═══ Source material

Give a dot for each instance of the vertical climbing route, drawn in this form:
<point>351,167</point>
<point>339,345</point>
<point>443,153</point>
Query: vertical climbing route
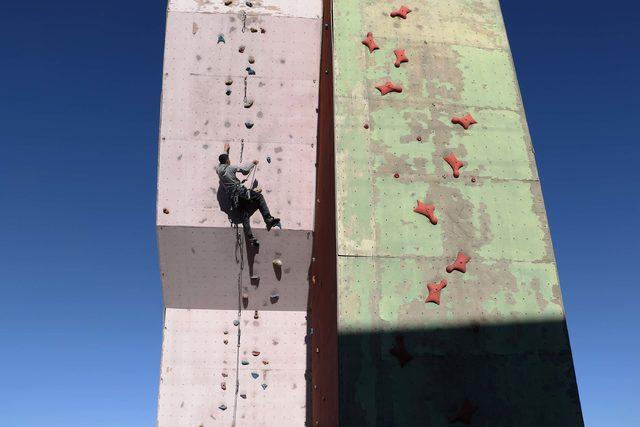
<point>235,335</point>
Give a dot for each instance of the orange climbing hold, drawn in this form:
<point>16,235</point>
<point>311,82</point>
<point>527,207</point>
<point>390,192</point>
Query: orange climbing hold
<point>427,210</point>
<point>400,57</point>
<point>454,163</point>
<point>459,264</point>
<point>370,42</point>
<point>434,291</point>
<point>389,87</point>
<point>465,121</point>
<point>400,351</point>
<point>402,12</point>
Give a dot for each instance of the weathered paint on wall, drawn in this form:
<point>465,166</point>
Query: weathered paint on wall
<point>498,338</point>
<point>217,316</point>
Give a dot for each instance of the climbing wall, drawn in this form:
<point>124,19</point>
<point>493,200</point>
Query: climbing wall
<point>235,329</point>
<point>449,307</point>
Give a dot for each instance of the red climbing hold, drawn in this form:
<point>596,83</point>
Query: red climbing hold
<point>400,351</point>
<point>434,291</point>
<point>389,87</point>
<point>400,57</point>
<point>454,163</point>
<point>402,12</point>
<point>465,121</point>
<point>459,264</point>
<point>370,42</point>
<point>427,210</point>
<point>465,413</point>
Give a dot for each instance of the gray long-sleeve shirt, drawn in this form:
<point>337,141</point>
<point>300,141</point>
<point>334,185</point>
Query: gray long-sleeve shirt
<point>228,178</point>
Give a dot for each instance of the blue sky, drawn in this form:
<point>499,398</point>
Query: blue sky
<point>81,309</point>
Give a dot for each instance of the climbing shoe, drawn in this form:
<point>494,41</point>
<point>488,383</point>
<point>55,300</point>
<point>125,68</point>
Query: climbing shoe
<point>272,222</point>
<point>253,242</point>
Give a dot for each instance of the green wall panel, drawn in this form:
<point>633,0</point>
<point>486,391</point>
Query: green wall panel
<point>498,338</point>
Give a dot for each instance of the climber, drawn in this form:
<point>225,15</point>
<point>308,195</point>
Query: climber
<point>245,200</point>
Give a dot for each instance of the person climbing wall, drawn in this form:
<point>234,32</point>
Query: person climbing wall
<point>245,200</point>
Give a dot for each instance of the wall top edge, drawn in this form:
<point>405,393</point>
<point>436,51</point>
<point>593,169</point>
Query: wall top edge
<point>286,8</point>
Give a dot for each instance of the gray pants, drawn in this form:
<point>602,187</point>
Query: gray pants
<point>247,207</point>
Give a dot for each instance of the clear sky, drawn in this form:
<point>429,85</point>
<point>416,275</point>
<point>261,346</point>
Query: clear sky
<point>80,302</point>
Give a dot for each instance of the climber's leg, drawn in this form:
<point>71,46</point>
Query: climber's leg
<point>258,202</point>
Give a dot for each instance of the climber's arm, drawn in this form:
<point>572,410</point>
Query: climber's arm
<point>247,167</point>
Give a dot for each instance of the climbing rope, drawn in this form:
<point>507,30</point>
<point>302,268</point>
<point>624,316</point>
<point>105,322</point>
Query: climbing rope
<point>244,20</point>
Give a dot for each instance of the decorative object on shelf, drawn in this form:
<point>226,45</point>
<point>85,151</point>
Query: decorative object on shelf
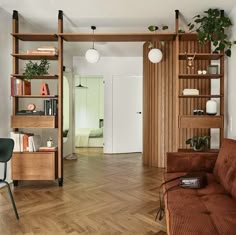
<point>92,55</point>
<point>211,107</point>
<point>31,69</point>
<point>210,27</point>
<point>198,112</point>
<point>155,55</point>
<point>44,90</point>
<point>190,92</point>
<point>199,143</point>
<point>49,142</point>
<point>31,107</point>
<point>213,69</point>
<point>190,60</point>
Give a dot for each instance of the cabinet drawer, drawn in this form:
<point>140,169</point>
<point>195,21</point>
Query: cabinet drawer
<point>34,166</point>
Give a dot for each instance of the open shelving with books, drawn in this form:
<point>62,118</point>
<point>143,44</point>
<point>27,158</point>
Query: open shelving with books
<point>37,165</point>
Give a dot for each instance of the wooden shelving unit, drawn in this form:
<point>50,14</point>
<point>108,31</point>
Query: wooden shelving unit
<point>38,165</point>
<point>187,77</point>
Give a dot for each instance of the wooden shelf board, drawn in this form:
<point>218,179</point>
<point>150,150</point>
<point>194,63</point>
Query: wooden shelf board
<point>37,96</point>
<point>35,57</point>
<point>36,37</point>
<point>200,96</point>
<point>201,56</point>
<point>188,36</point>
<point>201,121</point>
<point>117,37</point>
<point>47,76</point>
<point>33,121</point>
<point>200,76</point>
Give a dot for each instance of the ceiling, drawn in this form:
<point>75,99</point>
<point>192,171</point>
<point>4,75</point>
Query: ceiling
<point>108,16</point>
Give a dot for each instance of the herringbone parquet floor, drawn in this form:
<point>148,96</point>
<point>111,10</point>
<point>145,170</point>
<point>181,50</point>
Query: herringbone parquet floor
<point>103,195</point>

══════
═══ Source material

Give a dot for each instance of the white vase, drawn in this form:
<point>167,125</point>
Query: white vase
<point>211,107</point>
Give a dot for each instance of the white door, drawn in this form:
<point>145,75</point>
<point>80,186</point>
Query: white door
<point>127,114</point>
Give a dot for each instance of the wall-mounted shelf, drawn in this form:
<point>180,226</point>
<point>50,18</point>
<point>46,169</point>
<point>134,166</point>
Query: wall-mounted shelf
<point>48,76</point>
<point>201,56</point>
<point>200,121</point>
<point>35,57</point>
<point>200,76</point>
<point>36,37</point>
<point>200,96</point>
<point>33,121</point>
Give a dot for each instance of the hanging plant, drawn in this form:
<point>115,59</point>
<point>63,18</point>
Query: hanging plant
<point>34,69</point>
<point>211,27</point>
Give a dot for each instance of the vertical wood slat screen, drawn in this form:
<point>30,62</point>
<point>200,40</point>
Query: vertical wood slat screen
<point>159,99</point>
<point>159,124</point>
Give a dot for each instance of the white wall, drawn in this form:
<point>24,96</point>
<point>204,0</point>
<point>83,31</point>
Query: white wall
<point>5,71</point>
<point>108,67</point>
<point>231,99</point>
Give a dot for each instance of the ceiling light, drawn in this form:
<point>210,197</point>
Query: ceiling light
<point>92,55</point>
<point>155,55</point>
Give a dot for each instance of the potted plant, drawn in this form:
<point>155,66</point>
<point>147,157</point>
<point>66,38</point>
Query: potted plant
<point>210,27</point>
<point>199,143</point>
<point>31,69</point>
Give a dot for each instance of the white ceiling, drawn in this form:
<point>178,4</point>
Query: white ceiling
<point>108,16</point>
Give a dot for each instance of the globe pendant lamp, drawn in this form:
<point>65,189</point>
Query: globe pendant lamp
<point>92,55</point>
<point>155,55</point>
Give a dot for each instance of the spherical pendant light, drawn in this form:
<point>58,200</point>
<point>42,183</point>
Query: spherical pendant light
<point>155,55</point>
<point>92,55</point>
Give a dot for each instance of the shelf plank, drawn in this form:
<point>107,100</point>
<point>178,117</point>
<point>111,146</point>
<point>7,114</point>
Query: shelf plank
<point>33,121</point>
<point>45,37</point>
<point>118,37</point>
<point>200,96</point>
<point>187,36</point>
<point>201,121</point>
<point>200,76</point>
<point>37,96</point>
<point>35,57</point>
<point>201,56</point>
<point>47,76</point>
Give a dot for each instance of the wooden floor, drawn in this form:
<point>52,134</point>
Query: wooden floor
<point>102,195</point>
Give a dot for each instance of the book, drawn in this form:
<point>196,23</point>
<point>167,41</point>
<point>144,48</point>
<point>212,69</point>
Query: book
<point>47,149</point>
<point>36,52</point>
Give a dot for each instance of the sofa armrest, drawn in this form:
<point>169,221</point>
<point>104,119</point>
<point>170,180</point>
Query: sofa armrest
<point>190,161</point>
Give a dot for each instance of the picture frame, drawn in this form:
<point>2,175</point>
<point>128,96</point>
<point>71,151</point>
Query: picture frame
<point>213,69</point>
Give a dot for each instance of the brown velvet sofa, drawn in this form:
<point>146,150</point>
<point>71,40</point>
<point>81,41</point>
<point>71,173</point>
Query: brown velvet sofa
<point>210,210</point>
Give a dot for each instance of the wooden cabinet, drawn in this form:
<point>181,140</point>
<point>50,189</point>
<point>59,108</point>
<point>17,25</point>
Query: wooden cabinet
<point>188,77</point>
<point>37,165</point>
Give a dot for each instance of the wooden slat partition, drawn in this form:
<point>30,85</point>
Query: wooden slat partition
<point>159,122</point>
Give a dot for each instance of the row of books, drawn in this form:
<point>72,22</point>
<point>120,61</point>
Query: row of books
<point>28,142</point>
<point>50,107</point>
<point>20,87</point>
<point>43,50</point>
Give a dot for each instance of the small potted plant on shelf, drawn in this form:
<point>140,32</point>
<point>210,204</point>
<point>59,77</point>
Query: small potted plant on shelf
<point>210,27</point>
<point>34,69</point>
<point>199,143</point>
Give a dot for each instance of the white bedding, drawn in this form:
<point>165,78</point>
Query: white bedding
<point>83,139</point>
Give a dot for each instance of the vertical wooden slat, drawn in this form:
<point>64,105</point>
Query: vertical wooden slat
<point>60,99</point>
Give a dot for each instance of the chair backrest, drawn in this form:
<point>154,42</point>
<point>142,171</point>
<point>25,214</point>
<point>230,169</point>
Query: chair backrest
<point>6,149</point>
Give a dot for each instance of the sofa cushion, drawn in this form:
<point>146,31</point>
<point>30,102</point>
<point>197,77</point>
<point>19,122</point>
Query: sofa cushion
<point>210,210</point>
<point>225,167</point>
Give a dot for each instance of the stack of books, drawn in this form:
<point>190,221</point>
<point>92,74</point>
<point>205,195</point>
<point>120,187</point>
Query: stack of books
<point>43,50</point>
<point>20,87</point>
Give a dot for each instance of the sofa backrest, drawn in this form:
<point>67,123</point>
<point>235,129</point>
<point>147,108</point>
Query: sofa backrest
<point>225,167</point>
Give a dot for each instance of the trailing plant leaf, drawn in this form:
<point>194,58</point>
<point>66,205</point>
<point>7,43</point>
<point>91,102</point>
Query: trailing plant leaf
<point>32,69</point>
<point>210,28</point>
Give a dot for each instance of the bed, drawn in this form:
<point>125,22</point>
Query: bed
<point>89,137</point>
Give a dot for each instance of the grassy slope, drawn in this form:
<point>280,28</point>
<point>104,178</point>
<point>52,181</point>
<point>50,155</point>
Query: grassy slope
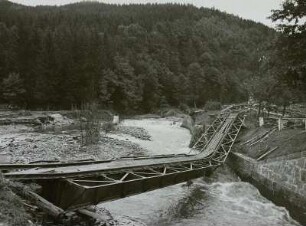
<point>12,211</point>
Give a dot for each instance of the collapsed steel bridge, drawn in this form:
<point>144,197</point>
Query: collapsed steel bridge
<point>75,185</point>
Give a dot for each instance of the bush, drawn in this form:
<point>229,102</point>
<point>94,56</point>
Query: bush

══════
═══ Source material

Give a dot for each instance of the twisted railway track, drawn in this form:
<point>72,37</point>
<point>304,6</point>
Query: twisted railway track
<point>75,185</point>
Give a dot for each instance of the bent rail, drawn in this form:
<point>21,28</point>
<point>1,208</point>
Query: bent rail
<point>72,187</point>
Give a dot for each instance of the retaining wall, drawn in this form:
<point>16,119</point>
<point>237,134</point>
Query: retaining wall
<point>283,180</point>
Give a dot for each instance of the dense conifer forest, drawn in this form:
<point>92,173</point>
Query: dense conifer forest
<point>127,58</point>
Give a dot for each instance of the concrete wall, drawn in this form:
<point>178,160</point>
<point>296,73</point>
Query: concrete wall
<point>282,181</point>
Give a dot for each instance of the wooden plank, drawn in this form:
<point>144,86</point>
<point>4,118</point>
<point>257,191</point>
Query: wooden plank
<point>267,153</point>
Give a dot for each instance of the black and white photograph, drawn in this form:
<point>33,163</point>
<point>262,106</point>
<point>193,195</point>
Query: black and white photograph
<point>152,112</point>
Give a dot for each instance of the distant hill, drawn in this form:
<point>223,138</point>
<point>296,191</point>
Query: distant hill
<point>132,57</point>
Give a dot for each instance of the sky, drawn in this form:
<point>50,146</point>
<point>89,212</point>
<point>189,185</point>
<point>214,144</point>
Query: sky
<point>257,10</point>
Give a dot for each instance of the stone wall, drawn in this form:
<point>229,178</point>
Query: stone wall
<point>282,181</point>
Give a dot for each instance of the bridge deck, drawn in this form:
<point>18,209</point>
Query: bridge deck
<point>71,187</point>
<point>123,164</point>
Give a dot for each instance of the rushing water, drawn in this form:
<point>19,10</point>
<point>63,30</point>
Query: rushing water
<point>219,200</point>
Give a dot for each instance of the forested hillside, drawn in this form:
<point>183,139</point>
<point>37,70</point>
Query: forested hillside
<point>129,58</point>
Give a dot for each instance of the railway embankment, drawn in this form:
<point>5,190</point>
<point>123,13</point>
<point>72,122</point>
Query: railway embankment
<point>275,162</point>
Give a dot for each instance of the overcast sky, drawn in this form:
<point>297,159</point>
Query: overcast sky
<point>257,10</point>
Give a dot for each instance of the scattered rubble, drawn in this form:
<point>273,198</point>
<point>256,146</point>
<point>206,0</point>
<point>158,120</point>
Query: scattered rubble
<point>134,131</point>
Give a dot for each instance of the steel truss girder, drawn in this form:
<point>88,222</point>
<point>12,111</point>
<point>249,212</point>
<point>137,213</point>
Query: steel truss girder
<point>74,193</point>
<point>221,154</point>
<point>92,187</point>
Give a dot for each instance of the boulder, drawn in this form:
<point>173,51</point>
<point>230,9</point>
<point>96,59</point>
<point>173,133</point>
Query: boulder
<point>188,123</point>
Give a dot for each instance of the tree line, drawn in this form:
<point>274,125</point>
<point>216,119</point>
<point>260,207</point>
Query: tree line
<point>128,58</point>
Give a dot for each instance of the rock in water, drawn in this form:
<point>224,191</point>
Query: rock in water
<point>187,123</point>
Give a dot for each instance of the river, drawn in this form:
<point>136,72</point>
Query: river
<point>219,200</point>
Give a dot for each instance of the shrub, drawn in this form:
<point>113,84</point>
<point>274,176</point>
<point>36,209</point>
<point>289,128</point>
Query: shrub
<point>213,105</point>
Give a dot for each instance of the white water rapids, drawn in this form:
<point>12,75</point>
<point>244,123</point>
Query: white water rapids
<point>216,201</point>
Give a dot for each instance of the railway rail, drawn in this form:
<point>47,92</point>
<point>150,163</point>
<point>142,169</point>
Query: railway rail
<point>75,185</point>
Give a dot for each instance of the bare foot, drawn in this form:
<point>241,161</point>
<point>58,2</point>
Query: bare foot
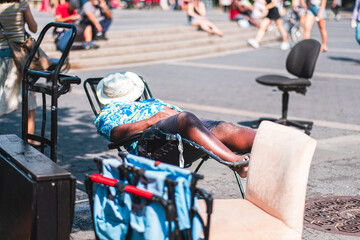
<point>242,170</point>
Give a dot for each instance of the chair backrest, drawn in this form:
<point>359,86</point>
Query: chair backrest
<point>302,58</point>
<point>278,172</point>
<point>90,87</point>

══════

Exercise objective
Scale the records between the lines holding "Give a dot for each instance of the vertical climbing" and "<point>235,335</point>", inclusive. Reproduce each line, requests included, but multiply every point coordinate in the answers by 2.45 and round to whole numbers, with halves rounded up. Leave the sample points in the requests unchanged, and omit the pictures.

Answer in full
Give a dot for each instance of the vertical climbing route, drawn in this form:
<point>351,167</point>
<point>339,345</point>
<point>443,153</point>
Query: vertical climbing route
<point>576,821</point>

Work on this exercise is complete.